Okay. So we do have a few questions in. Now that Canada operations are online and producing. How will you balance investment decisions between Canada and Brazil?

Corey Ruttan

executive
#9

Sorry, just something -- my desktop there. Yes. So at the end of the day, I think a lot of this comes down to the rates of return available in both the prospects. I think it's also important to note we continue to realize extremely strong natural gas prices in Brazil, and we've invested in some highly strategic infrastructure. So there's always going to be a motivation to maximize the value associated with that. I think the reality in Brazil is we do have time lines that are longer. So in my opinion, it's really nice to have a complement of oil drilling locations that can be executed on a quick time line in smaller individual chunks to complement that. So there'll be a bit of a balance. And obviously, we'll be watching commodity prices as well.

Alison Howard

executive
#10

Okay. On the Canadian side, can you comment on how the Canadian oil sales are contracted and how the pricing works on that?

Corey Ruttan

executive
#11

Yes, there's -- it gets basically bid out every month or for a period of time. And there's roughly 6 different off-takers that can take it. And typically, the oil is trucked between 20 and 30 kilometers to a delivery point. The oil price is off of Western Canadian Select. So Western Canadian Select has typically been trading -- right now, I think it's about USD 13 discount to WTI. And then on top of that, between the trucking and some quality adjustments would typically price about CAD 10 below Western Canadian Select.

Alison Howard

executive
#12

And will the off-takers happily take increased volumes?

Corey Ruttan

executive
#13

Yes. No, there's -- I don't -- that's not a restriction.

Alison Howard

executive
#14

Okay. Could you run through the royalty rate payable in Canada and how tax will work on the Canadian assets? So on these particular assets in Saskatchewan, there's a royalty incentive for multilateral wells of 2.5%. And then there is a gross-overriding royalty of an additional 6% that's payable on the Saskatchewan operations. On the tax side, we do have tax losses that we haven't recognized any benefit for from a deferred tax perspective. As of December 31, that was around USD 7 million. So there is a lot of tax pools existing already to offset future earnings. And then obviously, these new investments are also deductible going forward for tax purposes. A couple more questions here on Saskatchewan. Is there any other CapEx above and beyond the approximately USD 1.3 million per well in Canada?

Corey Ruttan

executive
#15

Not -- no. Right now, it's really just the drilling completion and equipping costs. Like I said, those first 2 wells came in under AFE. I think on a development basis, we would, with our partner, both expect those costs to come down probably at least 10% or more.

Alison Howard

executive
#16

And do you have any expectation on the operating cost per barrel in Saskatchewan or in Canada?

Corey Ruttan

executive
#17

Yes. I think over the life cycle of the well, I think, we've modeled in $20. But I think it's a function of your oil production rates and your oil cuts, but I think it will be much lower than that as we start out new production.

Alison Howard

executive
#18

Based on the wells that you have drilled and analog wells, what is the expectation of the average first year production rate for these Mannville wells?

Prompt
Change "life cycle" to "lifespan" in the transcript from "And do you have" up to and including "out new production.", and give that whole passage. The items here have no connection to the transcript.

Given information
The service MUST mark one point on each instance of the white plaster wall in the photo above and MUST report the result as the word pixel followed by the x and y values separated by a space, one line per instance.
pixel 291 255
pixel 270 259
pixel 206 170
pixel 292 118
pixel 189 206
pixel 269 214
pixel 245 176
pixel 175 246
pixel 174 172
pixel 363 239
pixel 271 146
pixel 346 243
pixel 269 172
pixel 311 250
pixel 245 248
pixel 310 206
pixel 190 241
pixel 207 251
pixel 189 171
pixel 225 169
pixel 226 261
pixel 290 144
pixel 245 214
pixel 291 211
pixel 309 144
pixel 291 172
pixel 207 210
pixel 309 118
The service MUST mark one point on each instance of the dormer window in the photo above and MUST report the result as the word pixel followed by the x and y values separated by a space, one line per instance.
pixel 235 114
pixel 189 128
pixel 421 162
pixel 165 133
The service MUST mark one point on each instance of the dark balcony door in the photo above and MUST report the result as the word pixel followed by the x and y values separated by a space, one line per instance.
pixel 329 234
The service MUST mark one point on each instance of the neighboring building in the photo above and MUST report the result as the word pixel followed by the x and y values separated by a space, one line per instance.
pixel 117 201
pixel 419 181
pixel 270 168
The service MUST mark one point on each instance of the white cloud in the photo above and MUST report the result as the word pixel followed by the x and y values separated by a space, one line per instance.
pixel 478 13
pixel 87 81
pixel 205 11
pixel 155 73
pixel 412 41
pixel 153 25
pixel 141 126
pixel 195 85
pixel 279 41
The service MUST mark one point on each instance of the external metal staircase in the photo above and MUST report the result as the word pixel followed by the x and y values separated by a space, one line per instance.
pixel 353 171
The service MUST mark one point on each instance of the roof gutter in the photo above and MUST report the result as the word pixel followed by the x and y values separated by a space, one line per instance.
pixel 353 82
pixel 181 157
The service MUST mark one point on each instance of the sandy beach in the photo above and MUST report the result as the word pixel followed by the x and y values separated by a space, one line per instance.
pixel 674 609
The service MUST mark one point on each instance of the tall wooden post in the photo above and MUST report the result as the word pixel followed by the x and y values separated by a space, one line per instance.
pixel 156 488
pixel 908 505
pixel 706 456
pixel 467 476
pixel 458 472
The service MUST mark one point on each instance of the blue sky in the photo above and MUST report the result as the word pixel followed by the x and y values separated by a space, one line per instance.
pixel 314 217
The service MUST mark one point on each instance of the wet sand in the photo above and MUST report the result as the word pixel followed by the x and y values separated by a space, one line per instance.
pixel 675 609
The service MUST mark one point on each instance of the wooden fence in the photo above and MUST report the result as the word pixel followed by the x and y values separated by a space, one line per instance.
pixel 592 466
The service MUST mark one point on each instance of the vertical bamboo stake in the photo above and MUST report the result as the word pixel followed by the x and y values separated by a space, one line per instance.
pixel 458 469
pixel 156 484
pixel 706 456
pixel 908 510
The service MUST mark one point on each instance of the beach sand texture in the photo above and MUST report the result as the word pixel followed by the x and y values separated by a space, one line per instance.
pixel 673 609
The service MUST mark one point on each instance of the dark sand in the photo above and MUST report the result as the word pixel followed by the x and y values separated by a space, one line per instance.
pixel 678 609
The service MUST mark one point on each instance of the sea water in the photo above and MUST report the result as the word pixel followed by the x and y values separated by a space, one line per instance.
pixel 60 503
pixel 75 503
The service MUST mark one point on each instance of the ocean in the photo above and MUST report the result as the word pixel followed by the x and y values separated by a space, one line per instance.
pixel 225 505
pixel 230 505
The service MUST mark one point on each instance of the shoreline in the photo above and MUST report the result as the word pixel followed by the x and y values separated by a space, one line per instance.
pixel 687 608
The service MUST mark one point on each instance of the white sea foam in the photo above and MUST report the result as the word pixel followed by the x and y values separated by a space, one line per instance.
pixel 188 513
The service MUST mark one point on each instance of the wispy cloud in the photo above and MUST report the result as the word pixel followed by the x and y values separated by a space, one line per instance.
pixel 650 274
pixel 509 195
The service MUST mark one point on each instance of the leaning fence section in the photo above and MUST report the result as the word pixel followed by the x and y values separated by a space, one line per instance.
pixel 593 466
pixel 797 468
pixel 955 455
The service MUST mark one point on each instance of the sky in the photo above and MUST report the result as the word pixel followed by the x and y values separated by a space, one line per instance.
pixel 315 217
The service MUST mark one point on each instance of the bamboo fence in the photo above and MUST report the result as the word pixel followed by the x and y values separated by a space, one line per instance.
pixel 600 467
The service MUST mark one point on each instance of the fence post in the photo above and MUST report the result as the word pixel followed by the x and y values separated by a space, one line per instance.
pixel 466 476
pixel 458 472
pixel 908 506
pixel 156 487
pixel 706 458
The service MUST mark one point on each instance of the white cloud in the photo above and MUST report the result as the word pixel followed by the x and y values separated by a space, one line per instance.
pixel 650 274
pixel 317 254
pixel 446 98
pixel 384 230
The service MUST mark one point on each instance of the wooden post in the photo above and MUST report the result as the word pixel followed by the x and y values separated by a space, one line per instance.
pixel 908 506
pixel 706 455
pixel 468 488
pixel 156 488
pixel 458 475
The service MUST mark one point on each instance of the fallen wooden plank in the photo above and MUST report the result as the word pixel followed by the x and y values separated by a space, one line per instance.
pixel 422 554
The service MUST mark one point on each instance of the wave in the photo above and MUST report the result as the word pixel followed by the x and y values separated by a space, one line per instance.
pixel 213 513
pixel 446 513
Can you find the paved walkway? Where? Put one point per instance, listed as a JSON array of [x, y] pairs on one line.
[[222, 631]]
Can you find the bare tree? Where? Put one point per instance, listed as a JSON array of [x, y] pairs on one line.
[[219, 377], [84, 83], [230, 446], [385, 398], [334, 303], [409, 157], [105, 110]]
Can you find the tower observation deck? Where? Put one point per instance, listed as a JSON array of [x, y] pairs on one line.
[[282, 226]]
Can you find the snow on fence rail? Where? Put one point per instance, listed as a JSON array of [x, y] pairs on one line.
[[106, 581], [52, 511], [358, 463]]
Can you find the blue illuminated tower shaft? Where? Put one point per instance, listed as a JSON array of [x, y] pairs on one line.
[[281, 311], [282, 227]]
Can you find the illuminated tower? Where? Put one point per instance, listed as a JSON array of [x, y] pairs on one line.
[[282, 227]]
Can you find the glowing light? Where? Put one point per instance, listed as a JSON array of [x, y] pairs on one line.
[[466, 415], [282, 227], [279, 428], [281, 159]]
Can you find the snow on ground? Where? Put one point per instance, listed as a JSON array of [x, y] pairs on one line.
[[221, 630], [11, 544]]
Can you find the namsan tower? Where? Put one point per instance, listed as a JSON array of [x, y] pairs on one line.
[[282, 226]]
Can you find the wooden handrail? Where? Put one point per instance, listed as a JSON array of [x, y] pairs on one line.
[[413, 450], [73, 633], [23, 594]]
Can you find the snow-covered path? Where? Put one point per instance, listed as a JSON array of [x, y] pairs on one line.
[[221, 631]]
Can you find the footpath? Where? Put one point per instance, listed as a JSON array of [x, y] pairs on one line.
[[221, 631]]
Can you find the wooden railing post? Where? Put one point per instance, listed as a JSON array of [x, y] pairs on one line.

Response below
And do you have any expectation on the operating cost per barrel in Saskatchewan or in Canada?

Corey Ruttan

executive
#17

Yes. I think over the lifespan of the well, I think, we've modeled in $20. But I think it's a function of your oil production rates and your oil cuts, but I think it will be much lower than that as we start out new production.